### Passage provided
——

Sunday, April 28, 2019

Snap Out of It: Is There Any Film More Satisfying Than “Avengers: Endgame?”


There has been nothing quite like the Marvel Cinematic Universe and there has never been anything quite like “Avengers: Endgame.” It’s no easy task weaving elements and characters from a series of 21 feature films that connect, overlap, and converge into a three hour mega-finale that is everything you want it to be and more. It’s – dare I say it – a perfect closing saga. Emotionally wrought with elements that have real consequences for whatever comes next. You’ll laugh, you’ll cry, you’ll have the time of your life. “Avengers: Endgame” is a shockingly compelling finale and has everything to offer those of us who have spent the last ten years getting to know and love these characters.

Is there anything more daunting than reviewing a movie like “Endgame” without talking about what happens in it? I promise not to give anything important away but the best advice I can give you – even at this point in time with the film being in five days of release – that the best thing you can do is go see the film and not read ANYTHING about it. Nada. Zip. The less you know going in the more fun it will all be. To be fair, that’s true for any film but especially for this particularly exciting endeavor. I shall do my best with giving you a bit of set up without really telling you much.

——

### Provided data
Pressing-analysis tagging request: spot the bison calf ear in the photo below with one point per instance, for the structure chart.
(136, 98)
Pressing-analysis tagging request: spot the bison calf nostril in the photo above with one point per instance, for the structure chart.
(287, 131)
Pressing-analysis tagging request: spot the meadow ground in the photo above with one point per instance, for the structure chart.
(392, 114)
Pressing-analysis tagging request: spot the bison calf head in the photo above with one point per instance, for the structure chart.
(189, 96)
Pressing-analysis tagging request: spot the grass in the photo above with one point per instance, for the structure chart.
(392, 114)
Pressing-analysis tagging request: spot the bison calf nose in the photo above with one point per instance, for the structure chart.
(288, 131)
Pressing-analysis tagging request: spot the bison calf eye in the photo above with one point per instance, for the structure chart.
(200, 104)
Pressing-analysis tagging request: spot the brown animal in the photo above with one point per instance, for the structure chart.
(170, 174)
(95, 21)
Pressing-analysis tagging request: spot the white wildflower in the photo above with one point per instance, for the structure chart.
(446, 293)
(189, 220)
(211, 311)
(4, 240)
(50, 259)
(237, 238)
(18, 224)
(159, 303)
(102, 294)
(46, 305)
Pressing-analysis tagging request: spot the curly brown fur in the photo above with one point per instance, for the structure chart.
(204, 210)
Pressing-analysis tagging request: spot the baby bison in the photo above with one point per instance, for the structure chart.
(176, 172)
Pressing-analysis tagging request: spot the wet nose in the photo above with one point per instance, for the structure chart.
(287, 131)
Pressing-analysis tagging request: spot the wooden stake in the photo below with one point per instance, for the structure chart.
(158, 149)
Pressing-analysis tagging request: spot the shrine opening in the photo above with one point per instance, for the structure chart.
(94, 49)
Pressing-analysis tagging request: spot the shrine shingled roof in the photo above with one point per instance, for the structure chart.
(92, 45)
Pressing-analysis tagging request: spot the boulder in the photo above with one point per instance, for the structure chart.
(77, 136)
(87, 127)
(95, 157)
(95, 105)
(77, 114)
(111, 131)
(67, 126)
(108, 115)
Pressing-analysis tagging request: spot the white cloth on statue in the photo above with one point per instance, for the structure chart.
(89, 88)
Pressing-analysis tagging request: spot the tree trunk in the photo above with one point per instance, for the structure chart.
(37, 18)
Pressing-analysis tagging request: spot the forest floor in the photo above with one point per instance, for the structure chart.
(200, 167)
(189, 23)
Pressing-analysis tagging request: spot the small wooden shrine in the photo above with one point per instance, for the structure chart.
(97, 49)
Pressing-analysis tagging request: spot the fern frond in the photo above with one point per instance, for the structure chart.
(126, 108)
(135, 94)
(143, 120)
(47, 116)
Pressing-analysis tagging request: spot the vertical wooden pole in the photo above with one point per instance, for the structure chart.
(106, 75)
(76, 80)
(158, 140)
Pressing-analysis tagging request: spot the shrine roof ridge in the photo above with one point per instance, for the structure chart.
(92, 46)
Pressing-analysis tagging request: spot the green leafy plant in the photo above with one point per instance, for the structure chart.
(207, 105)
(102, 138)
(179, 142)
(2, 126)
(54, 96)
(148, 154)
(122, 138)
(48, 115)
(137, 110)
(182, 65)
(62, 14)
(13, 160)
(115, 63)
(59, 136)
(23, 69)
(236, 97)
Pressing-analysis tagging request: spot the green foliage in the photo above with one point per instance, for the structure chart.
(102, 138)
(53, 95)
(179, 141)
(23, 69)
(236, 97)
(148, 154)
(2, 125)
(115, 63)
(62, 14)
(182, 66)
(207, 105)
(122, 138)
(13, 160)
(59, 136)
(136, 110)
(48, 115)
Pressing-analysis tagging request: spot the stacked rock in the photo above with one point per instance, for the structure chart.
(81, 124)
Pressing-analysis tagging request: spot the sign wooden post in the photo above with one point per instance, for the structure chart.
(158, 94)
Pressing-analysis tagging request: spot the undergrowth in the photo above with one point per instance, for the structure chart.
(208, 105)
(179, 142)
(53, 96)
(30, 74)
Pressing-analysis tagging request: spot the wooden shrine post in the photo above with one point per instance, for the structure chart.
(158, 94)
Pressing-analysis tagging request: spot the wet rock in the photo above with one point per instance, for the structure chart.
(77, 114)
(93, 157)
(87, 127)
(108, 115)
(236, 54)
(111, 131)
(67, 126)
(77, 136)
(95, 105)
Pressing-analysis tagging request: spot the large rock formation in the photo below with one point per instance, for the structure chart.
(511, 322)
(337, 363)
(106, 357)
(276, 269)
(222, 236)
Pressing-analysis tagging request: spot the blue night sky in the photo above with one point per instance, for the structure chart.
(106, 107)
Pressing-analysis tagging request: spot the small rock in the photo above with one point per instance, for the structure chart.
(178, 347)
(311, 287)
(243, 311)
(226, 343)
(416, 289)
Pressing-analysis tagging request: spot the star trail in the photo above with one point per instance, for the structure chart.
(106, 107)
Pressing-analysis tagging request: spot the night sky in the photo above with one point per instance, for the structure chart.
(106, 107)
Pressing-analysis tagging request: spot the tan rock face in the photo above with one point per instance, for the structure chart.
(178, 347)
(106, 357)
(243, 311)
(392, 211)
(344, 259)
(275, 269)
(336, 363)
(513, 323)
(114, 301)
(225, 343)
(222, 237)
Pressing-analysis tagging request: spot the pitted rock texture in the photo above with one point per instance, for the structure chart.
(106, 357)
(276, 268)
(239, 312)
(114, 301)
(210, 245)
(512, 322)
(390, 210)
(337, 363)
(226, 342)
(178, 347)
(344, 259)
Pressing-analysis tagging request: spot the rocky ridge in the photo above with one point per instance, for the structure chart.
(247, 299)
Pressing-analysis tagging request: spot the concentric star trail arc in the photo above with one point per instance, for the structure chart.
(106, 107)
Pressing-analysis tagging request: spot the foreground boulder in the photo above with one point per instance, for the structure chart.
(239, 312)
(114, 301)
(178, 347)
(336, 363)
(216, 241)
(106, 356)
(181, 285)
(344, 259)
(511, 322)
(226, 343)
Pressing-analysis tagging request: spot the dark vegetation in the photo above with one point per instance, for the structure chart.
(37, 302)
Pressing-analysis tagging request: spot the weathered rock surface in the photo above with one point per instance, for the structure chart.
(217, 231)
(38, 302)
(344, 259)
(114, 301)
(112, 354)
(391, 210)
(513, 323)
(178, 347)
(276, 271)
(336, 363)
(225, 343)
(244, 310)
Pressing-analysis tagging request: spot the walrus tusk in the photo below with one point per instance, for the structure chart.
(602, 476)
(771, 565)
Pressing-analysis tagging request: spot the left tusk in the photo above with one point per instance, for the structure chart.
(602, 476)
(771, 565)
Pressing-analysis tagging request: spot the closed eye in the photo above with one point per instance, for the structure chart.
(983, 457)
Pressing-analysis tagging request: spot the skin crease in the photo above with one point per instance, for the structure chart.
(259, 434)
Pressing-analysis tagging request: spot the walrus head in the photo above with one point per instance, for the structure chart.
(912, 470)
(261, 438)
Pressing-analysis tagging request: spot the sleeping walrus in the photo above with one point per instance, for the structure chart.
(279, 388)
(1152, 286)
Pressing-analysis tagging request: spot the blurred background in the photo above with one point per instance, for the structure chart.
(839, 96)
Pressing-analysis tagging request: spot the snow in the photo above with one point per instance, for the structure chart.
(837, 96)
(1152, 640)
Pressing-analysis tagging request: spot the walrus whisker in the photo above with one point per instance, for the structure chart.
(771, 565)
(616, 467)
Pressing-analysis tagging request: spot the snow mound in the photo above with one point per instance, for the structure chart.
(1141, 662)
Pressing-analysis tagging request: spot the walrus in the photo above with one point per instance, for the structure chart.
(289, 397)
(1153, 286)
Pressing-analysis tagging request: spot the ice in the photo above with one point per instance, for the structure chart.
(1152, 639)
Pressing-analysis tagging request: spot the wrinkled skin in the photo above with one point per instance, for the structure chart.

——

Summarize the Avengers: Endgame review above in two sentences.

### Response to the exercise
The review calls "Avengers: Endgame" a perfect, emotionally powerful three-hour finale that weaves together 21 connected Marvel films and offers everything to viewers who have spent ten years getting to know these characters. Promising not to give anything important away, the reviewer advises seeing the film without reading anything about it, since the less you know going in, the more fun it will be.